SILVIA

SILVIA

Venía a Misa cinco veces por año. Especialmente en Navidad, desempeñaba un papel singular. Silvia tenía un poder de convocatoria popular. Era yo un simple «teniente cura» de la parroquia de Todos los Santos, en la cercanía del cementerio de la Chacarita, y se me había encargado preparar las «veladas de Navidad», como las llamaba el párroco detallista que me había tocado como pastor de la comunidad.
Las veladas eran reuniones familiares y religiosas en alguna casa del barrio, casi siempre en la azotea, o bien en la misma calla, si el tránsito escaso lo permitía. Se realizaban varias en las zonas en que se había dividido el circuito parroquial. Había una persona responsable para cada velada, encargada de invitar a la gente, organizar la fiesta para que se hiciera un Pesebre y hubiera música y rica comida, que entre todos se compartía.
Me resultaba increíble que la velada en la «cortada» de la calle Fitz Roy fuese tan concurrida. Decenas de personas iban llegando entre el 26 o el 29 de diciembre, días señalados para esos festejos populares del nacimiento de Jesús.
================================
Cómo resolverla: Diga si cada afirmación concuerda con el relato sobre Silvia: (a) Silvia venía a Misa cinco veces por año; (b) quien narra era el párroco de Todos los Santos; (c) las veladas se hacían siempre dentro de la iglesia. Responda sí o no y cite textualmente las palabras del relato que lo deciden. Las entradas proceden de otra fuente.

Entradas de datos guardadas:
================================
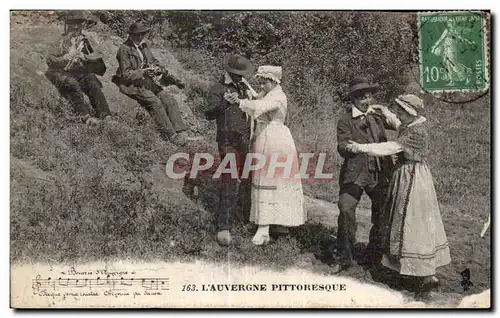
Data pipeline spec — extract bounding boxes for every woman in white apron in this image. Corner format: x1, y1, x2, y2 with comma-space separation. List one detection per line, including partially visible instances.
226, 65, 306, 245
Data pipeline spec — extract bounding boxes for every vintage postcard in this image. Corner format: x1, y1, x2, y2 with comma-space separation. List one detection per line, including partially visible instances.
10, 10, 493, 309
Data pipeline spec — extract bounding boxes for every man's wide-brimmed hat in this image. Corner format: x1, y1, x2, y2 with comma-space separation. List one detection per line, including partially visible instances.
224, 54, 254, 76
396, 94, 424, 117
346, 77, 378, 99
128, 22, 151, 34
63, 10, 97, 24
255, 65, 282, 84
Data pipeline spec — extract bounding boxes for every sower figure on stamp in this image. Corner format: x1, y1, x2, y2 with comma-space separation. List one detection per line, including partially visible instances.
205, 54, 254, 245
45, 11, 111, 125
336, 78, 393, 271
113, 23, 195, 145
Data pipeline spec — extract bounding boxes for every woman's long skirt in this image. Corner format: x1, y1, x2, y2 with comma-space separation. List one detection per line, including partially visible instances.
382, 162, 451, 276
250, 122, 306, 227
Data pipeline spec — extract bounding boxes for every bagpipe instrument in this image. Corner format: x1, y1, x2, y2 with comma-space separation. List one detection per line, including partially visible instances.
143, 64, 185, 89
64, 38, 106, 76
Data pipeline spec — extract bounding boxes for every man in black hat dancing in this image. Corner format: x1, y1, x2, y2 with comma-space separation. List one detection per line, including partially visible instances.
45, 11, 111, 125
205, 54, 254, 245
337, 78, 393, 271
113, 23, 195, 145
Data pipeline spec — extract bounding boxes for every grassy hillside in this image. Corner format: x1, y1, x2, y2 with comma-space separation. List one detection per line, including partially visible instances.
================================
Respuesta esperada:
(a) Sí: "Venía a Misa cinco veces por año."
(b) No: "Era yo un simple «teniente cura» de la parroquia de Todos los Santos"
(c) No: "Las veladas eran reuniones familiares y religiosas en alguna casa del barrio, casi siempre en la azotea"